▸ Information given:
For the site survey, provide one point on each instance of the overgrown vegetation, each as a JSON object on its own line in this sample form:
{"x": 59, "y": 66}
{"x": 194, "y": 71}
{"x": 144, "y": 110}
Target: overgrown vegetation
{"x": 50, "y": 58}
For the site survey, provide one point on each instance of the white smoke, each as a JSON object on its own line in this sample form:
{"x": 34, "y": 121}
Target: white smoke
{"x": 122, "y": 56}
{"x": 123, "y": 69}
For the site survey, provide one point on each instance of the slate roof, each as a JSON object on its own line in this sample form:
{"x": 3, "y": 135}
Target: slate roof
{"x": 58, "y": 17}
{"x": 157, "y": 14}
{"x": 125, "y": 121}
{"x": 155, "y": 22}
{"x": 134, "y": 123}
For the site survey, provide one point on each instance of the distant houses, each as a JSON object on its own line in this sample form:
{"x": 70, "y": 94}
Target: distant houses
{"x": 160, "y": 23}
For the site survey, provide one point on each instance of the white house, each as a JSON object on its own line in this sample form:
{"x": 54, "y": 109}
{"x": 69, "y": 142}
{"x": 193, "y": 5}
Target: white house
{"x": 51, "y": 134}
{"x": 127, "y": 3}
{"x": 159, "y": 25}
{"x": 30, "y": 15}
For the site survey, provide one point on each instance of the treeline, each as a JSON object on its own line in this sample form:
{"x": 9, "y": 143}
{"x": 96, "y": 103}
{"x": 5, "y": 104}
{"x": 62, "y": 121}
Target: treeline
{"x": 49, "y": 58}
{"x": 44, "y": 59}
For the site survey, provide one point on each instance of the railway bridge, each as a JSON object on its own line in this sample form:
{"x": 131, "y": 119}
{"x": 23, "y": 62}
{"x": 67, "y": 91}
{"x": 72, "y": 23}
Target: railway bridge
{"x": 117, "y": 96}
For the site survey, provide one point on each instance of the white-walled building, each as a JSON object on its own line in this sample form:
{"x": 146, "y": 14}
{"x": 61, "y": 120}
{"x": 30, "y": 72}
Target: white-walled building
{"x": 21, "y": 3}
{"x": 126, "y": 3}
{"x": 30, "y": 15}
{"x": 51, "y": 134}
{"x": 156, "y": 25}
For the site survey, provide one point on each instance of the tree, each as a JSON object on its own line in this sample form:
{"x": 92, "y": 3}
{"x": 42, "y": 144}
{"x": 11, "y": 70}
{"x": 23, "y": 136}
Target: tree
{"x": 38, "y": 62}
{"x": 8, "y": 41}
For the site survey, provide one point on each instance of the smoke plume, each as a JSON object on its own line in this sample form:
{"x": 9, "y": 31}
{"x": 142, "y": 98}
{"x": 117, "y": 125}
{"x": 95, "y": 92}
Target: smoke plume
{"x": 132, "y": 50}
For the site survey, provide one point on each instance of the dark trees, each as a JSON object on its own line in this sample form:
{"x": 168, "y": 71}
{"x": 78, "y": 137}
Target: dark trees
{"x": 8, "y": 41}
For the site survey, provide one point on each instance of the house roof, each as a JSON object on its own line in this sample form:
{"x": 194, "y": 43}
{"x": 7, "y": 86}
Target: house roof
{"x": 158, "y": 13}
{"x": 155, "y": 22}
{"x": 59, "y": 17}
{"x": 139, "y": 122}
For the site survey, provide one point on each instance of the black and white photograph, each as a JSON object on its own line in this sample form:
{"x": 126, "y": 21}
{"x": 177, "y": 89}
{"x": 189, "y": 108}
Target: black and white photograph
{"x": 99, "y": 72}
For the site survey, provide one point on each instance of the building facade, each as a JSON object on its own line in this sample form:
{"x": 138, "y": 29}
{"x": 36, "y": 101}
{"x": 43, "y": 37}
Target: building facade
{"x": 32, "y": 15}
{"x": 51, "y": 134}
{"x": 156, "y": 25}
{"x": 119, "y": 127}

▸ How to complete this task: All of the entries above should be written out verbatim.

▸ Finished exercise:
For the site survey, provide one point on each instance of the overgrown vegetation, each as a JSON object on its own line in this sample form:
{"x": 59, "y": 66}
{"x": 194, "y": 71}
{"x": 144, "y": 110}
Target: overgrown vegetation
{"x": 50, "y": 58}
For the site survey, provide one point on each instance of the white smoke, each as a JSON object on its own line in this sample form:
{"x": 34, "y": 121}
Target: white smoke
{"x": 122, "y": 56}
{"x": 123, "y": 69}
For the site survey, provide one point on each instance of the slate roof, each as a JSON object on its own line in this sample form:
{"x": 3, "y": 135}
Target: slate roof
{"x": 58, "y": 17}
{"x": 157, "y": 14}
{"x": 125, "y": 121}
{"x": 155, "y": 22}
{"x": 134, "y": 123}
For the site survey, provide one point on each instance of the distant houses, each as a JSON object on its own line in this sample form:
{"x": 70, "y": 94}
Target: distant houses
{"x": 160, "y": 23}
For the site survey, provide one point on each instance of the white house, each as a JSON object on its own line in this sample form:
{"x": 54, "y": 109}
{"x": 69, "y": 142}
{"x": 193, "y": 5}
Target: white house
{"x": 51, "y": 134}
{"x": 127, "y": 3}
{"x": 159, "y": 25}
{"x": 30, "y": 15}
For the site survey, provide one point on each instance of the treeline, each as a JSON object on its own line in this sample form:
{"x": 9, "y": 143}
{"x": 96, "y": 103}
{"x": 5, "y": 104}
{"x": 62, "y": 121}
Target: treeline
{"x": 49, "y": 58}
{"x": 44, "y": 59}
For the site survey, provide one point on each instance of the railway bridge, each as a JSON object on its own line in this sample form:
{"x": 131, "y": 119}
{"x": 23, "y": 62}
{"x": 67, "y": 91}
{"x": 72, "y": 23}
Target: railway bridge
{"x": 117, "y": 96}
For the site survey, provide one point on each instance of the white-walled building, each as a JSON object on its own line in this sample form:
{"x": 146, "y": 14}
{"x": 61, "y": 120}
{"x": 30, "y": 72}
Target: white-walled building
{"x": 21, "y": 3}
{"x": 126, "y": 3}
{"x": 30, "y": 15}
{"x": 51, "y": 134}
{"x": 156, "y": 25}
For the site survey, provide one point on each instance of the tree, each as a JSON object on its own line in this sample form:
{"x": 92, "y": 3}
{"x": 42, "y": 144}
{"x": 11, "y": 70}
{"x": 23, "y": 136}
Target: tree
{"x": 38, "y": 62}
{"x": 8, "y": 41}
For the site survey, provide one point on each instance of the smoke plume, each as a JSON object on its own line in this sample form:
{"x": 9, "y": 31}
{"x": 142, "y": 98}
{"x": 117, "y": 125}
{"x": 95, "y": 92}
Target: smoke plume
{"x": 132, "y": 50}
For the site survey, provide one point on each instance of the dark trees, each as a JSON object on its own line in this sample form:
{"x": 168, "y": 71}
{"x": 78, "y": 137}
Target: dark trees
{"x": 8, "y": 41}
For the site survey, provide one point on each instance of the house roof, each as a JSON object on its own line in this sample form:
{"x": 194, "y": 43}
{"x": 7, "y": 86}
Target: house roof
{"x": 158, "y": 13}
{"x": 155, "y": 22}
{"x": 59, "y": 17}
{"x": 139, "y": 122}
For the site survey, provide one point on each instance of the black and white photograph, each as a JSON object on its own line in this sample form:
{"x": 126, "y": 21}
{"x": 177, "y": 89}
{"x": 189, "y": 108}
Target: black and white photograph
{"x": 99, "y": 72}
For the site survey, provide one point on each instance of the building facade, each as a JSON object on its own line in this sample form:
{"x": 138, "y": 29}
{"x": 36, "y": 101}
{"x": 43, "y": 37}
Target: building facade
{"x": 32, "y": 15}
{"x": 51, "y": 134}
{"x": 156, "y": 25}
{"x": 119, "y": 127}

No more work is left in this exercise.